Instructions for the task: Copy out the data below word for word, beginning at the line that contains "of the gray" and continuing through the last line of the data.

Data excerpts on pointing at objects
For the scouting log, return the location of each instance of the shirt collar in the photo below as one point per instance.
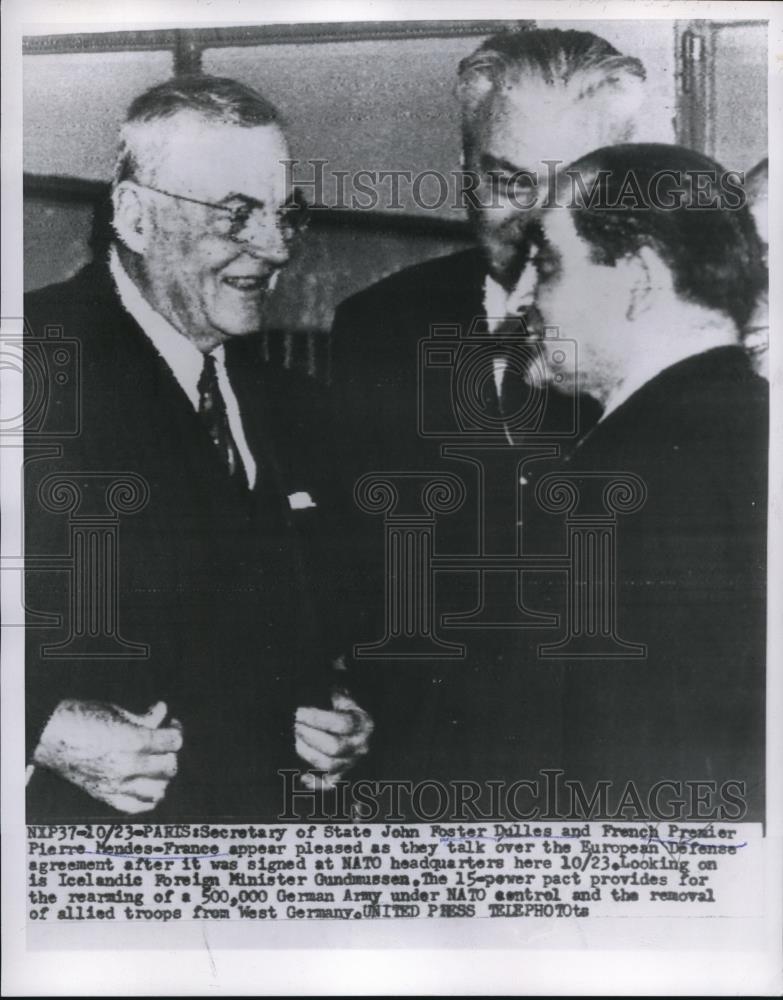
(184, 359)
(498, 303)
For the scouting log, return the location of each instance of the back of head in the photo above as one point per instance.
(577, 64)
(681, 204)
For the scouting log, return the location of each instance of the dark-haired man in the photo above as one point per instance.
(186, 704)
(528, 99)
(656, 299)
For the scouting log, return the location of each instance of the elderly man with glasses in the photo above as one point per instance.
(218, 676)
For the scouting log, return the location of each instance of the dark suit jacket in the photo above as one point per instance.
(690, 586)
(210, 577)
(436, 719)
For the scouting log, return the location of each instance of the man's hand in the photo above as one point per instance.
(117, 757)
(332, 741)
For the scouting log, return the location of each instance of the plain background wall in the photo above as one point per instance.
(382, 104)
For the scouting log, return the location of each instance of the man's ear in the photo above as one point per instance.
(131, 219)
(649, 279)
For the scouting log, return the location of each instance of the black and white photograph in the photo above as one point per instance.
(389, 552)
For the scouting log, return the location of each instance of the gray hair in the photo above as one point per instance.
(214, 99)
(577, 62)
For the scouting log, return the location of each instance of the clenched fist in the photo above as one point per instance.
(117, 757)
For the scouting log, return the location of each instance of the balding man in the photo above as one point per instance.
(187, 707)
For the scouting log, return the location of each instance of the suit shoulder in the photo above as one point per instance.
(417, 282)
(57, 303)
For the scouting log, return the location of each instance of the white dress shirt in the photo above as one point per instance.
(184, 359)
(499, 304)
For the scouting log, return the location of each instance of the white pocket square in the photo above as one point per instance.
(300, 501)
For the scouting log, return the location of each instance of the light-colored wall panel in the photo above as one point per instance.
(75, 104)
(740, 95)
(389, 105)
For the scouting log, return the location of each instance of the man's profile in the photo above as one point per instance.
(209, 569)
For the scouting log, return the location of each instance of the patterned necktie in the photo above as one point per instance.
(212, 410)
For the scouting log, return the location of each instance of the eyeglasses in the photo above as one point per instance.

Completed exercise:
For the scouting log, return the location of each instance of the gray hair in the photo above as one point per instance.
(214, 99)
(577, 62)
For the scouting log, return the location of each instance of the clenched fist in the photo above as one point per instance.
(117, 757)
For the scouting log, return the location of each instance of the balding man in the photo above as one point per instance.
(187, 707)
For the scouting log, return the location of each instance of the suit shoulder in the photo above as one point per instance.
(417, 282)
(57, 303)
For the scouting log, return the location of each instance of the white dress shirt in the photo above as one point per instance.
(184, 359)
(499, 304)
For the scouting log, return the location of each instance of the white pocket square in the photo above as one point per instance.
(300, 501)
For the scouting log, return the location of each instance of the light-colored wall panel in the photo above as one point per instance.
(75, 104)
(740, 95)
(389, 105)
For the scouting log, return the location of each instance of the man's profile in the photo above as one point per instance.
(209, 569)
For the scouting log, return the location of each instance of the patterned necktie in the photo above as one point per instance.
(212, 410)
For the scouting log, return the location of each instance of the eyeglasses in the photo above as one point per instance.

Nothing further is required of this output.